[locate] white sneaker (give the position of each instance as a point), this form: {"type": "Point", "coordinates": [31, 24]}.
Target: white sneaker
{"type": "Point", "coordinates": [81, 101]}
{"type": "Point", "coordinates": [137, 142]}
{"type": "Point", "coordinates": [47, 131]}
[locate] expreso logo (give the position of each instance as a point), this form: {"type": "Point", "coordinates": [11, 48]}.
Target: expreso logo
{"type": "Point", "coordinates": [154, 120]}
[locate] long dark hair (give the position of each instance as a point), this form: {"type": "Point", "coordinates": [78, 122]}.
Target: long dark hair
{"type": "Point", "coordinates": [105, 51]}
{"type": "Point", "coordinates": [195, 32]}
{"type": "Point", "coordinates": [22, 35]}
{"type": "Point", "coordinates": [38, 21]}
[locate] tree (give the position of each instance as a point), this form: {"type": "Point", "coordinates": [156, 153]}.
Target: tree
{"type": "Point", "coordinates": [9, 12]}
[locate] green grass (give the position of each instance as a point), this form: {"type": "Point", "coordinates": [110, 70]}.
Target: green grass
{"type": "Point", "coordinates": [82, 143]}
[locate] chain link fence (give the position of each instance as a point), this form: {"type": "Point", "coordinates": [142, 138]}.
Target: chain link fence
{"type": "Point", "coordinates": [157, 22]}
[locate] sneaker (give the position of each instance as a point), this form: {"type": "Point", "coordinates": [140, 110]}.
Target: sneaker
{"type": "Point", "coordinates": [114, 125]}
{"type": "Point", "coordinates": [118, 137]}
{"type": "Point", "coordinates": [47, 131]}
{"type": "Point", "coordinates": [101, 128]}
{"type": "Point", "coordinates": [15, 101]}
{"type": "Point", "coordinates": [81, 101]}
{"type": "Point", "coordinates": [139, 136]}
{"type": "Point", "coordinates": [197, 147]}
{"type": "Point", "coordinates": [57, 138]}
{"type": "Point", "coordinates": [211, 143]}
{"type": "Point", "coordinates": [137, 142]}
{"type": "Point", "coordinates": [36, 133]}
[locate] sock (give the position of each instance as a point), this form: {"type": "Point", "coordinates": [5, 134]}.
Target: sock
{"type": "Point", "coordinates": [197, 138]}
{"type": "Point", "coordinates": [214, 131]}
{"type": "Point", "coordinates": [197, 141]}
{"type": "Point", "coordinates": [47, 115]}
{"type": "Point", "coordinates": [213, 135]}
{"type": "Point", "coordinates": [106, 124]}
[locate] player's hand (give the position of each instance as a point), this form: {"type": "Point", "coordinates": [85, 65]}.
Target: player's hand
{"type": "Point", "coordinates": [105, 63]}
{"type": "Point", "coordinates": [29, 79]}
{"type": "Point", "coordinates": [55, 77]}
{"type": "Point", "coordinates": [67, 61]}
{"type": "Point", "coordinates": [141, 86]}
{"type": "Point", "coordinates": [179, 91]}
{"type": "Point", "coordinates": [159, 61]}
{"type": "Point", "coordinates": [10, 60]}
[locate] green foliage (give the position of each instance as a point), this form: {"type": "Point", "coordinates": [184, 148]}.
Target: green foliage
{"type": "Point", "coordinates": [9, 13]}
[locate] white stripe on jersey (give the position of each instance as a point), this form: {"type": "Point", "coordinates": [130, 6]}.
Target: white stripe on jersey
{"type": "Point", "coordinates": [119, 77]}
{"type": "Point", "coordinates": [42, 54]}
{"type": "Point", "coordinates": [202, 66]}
────────────────────
Extract each line from the listing above, please, and repeat it exactly.

### CORRECT OUTPUT
[locate] white sneaker (give the position of each instance as a point), this form: {"type": "Point", "coordinates": [31, 24]}.
Target: white sneaker
{"type": "Point", "coordinates": [81, 101]}
{"type": "Point", "coordinates": [137, 142]}
{"type": "Point", "coordinates": [47, 131]}
[locate] expreso logo (give the position of each instance as a point), this form: {"type": "Point", "coordinates": [11, 48]}.
Target: expreso logo
{"type": "Point", "coordinates": [154, 120]}
[locate] long dark hair (give the position of each instance as a point), this form: {"type": "Point", "coordinates": [78, 122]}.
Target: long dark hair
{"type": "Point", "coordinates": [105, 51]}
{"type": "Point", "coordinates": [195, 32]}
{"type": "Point", "coordinates": [22, 35]}
{"type": "Point", "coordinates": [38, 21]}
[locate] tree (give the position of each instance as a point), this form: {"type": "Point", "coordinates": [156, 153]}.
Target: tree
{"type": "Point", "coordinates": [9, 12]}
[locate] green grass (give the position of each instance as a point), this form: {"type": "Point", "coordinates": [110, 70]}.
Target: green grass
{"type": "Point", "coordinates": [82, 143]}
[locate] chain link fence (give the position of each instance as a point), this form: {"type": "Point", "coordinates": [142, 138]}.
Target: chain link fence
{"type": "Point", "coordinates": [157, 22]}
[locate] sneaker (give the position of each instance as a point), this form: {"type": "Point", "coordinates": [140, 110]}.
Target: sneaker
{"type": "Point", "coordinates": [114, 125]}
{"type": "Point", "coordinates": [118, 137]}
{"type": "Point", "coordinates": [47, 131]}
{"type": "Point", "coordinates": [101, 128]}
{"type": "Point", "coordinates": [15, 101]}
{"type": "Point", "coordinates": [81, 101]}
{"type": "Point", "coordinates": [139, 136]}
{"type": "Point", "coordinates": [197, 147]}
{"type": "Point", "coordinates": [57, 138]}
{"type": "Point", "coordinates": [211, 143]}
{"type": "Point", "coordinates": [137, 142]}
{"type": "Point", "coordinates": [36, 133]}
[locate] sock (give the position of each instance as a point), this form: {"type": "Point", "coordinates": [5, 134]}.
Target: sock
{"type": "Point", "coordinates": [197, 138]}
{"type": "Point", "coordinates": [214, 131]}
{"type": "Point", "coordinates": [197, 141]}
{"type": "Point", "coordinates": [47, 115]}
{"type": "Point", "coordinates": [213, 135]}
{"type": "Point", "coordinates": [106, 124]}
[locate] player's hand (give the position of each instance as a point), this form: {"type": "Point", "coordinates": [85, 65]}.
Target: player's hand
{"type": "Point", "coordinates": [105, 63]}
{"type": "Point", "coordinates": [29, 79]}
{"type": "Point", "coordinates": [55, 77]}
{"type": "Point", "coordinates": [67, 61]}
{"type": "Point", "coordinates": [141, 86]}
{"type": "Point", "coordinates": [179, 91]}
{"type": "Point", "coordinates": [159, 61]}
{"type": "Point", "coordinates": [10, 60]}
[locate] green foliage (give the position of each instance as a point), this form: {"type": "Point", "coordinates": [184, 148]}.
Target: green foliage
{"type": "Point", "coordinates": [9, 13]}
[locate] white stripe on jersey (give the position of each instance as a point), this form: {"type": "Point", "coordinates": [130, 6]}.
Target: white stripe on jersey
{"type": "Point", "coordinates": [119, 77]}
{"type": "Point", "coordinates": [42, 54]}
{"type": "Point", "coordinates": [202, 66]}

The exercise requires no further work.